---- TEXTO FORNECIDO

Por: Affonso Nunes

Mayra Andrade de volta àsorigens

Mayra Andrade segue os passos da saudosa Cesária Évora, que levou os sons de Cabo Verde ao mundo | Foto: Divulgação

Cantora cabo-verdiana traz ao Brasil turnê em que revisita seu repertório em formato voz e violão

Há quase vinte anos, uma adolescente de 15 anos dava seus primeiros passos na cena musical de Praia, capital de Cabo Verde, armada apenas com sua voz e um violão. Duas décadas depois, Mayra Andrade retorna a esse formato para celebrar um ciclo que atravessa cinco álbuns de estúdio, turnês internacionais e o reconhecimento como uma das vozes mais singulares da música cabo-verdiana contemporânea, seguindo os caminhos abertos pela lendária Cesária Évora (1941-2011). O projeto "reEncanto", que a cantora e compositora apresenta no Vivo Rio neste domingo (7) é um mergulho nas raízes de seu processo criativo.

Nascida em Havana em 1985, filha de diplomatas cabo-verdianos, Mayra cresceu no exterior mas foi na música tradicional de seu arquipélago natal que encontrou sua identidade artística. Desde o álbum de estreia "Navega", lançado em 2006, quando tinha apenas 21 anos, a cantora construiu uma discografia que dialoga com a tradição musical cabo-verdiana sem abrir mão de influências do jazz, do pop e de sonoridades contemporâneas. Passaram-se "Stória, Stória..." (2009), "Lovely Difficult" (2013) e "Manga" (2019), cada um deles expandindo as fronteiras de sua música com arranjos elaborados e colaborações com artistas de várias nacionalidades.

--------

▶ INSTRUÇÕES DA TAREFA
a) Atualize o trecho da matéria sobre Mayra Andrade que vai de "Mayra Andrade segue" até "seu processo criativo.", inclusive, trocando "violão" por "cavaquinho".
b) Transcreva, sem nenhuma alteração, todas as entradas da coleção de dados que vêm abaixo e deixe as imagens de fora da resposta.

---- ENTRADAS

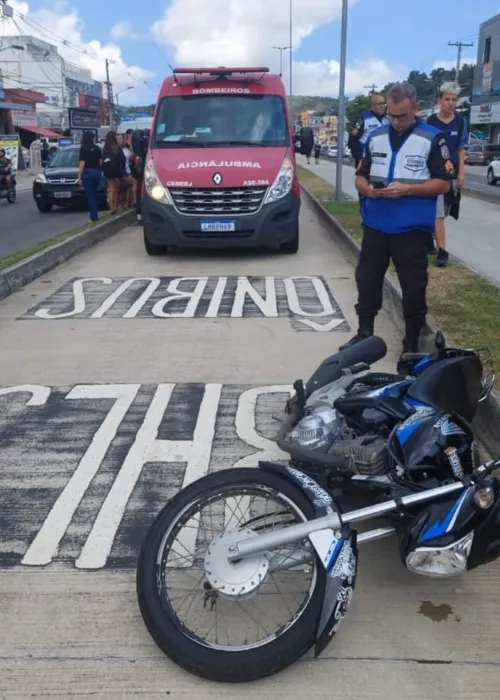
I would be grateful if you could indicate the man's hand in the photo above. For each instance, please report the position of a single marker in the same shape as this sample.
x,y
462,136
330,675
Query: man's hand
x,y
394,190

--------

▶ RESPOSTAS ESPERADAS
a)
Mayra Andrade segue os passos da saudosa Cesária Évora, que levou os sons de Cabo Verde ao mundo | Foto: Divulgação

Cantora cabo-verdiana traz ao Brasil turnê em que revisita seu repertório em formato voz e cavaquinho

Há quase vinte anos, uma adolescente de 15 anos dava seus primeiros passos na cena musical de Praia, capital de Cabo Verde, armada apenas com sua voz e um cavaquinho. Duas décadas depois, Mayra Andrade retorna a esse formato para celebrar um ciclo que atravessa cinco álbuns de estúdio, turnês internacionais e o reconhecimento como uma das vozes mais singulares da música cabo-verdiana contemporânea, seguindo os caminhos abertos pela lendária Cesária Évora (1941-2011). O projeto "reEncanto", que a cantora e compositora apresenta no Vivo Rio neste domingo (7) é um mergulho nas raízes de seu processo criativo.

b)
I would be grateful if you could indicate the man's hand in the photo above. For each instance, please report the position of a single marker in the same shape as this sample.
x,y
462,136
330,675
Query: man's hand
x,y
394,190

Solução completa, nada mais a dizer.